- **Exercise instructions**:
Only lines that contain the word "pencil" belong in the answer; copy them from the records below.

- **Material supplied**:
┌──
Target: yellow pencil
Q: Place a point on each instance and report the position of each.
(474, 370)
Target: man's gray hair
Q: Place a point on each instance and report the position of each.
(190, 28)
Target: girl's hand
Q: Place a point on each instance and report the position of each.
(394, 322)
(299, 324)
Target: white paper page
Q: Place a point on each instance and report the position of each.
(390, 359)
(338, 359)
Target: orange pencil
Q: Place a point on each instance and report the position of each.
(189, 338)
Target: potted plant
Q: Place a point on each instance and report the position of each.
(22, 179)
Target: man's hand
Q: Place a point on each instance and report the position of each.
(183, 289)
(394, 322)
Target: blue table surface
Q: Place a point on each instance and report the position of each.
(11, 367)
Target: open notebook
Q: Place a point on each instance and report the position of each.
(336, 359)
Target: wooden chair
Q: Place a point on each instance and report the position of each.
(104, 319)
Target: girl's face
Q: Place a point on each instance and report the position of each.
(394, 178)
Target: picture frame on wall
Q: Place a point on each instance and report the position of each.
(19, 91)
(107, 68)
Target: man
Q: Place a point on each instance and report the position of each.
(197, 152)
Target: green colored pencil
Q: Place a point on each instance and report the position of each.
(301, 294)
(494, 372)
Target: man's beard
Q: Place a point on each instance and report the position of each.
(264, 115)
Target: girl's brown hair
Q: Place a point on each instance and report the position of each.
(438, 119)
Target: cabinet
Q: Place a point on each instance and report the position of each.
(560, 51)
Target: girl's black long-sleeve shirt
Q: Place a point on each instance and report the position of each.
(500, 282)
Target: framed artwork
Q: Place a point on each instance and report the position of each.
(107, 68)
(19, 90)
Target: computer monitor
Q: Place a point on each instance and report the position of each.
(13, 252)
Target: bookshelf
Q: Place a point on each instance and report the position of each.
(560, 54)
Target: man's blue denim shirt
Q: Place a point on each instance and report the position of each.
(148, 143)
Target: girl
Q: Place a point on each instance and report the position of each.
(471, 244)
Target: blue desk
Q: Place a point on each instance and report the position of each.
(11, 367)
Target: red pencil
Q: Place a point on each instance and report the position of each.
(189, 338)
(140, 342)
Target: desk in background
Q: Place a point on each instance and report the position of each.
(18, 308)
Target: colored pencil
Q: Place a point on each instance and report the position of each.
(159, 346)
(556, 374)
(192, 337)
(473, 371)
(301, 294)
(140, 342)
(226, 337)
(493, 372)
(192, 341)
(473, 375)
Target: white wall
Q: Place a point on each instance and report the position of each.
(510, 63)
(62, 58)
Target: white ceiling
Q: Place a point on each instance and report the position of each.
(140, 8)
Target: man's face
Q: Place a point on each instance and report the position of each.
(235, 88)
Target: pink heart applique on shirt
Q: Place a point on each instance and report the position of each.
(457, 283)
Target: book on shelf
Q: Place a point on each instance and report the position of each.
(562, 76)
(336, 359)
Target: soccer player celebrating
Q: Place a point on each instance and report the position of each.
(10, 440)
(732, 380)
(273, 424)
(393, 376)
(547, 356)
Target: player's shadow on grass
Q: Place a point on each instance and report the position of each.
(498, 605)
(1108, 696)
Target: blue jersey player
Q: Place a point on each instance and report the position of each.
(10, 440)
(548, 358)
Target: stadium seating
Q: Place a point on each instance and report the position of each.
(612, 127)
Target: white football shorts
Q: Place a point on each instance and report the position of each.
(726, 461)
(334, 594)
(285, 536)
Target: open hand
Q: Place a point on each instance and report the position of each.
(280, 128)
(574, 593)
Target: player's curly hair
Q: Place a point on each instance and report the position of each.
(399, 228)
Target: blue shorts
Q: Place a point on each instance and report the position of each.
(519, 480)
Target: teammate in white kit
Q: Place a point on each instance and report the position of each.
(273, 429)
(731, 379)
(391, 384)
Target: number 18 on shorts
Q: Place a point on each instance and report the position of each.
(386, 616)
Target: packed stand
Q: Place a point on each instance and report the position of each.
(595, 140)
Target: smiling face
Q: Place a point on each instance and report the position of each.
└──
- **Answer space**:
Target: yellow pencil
Target: orange pencil
Target: green colored pencil
Target: red pencil
Target: colored pencil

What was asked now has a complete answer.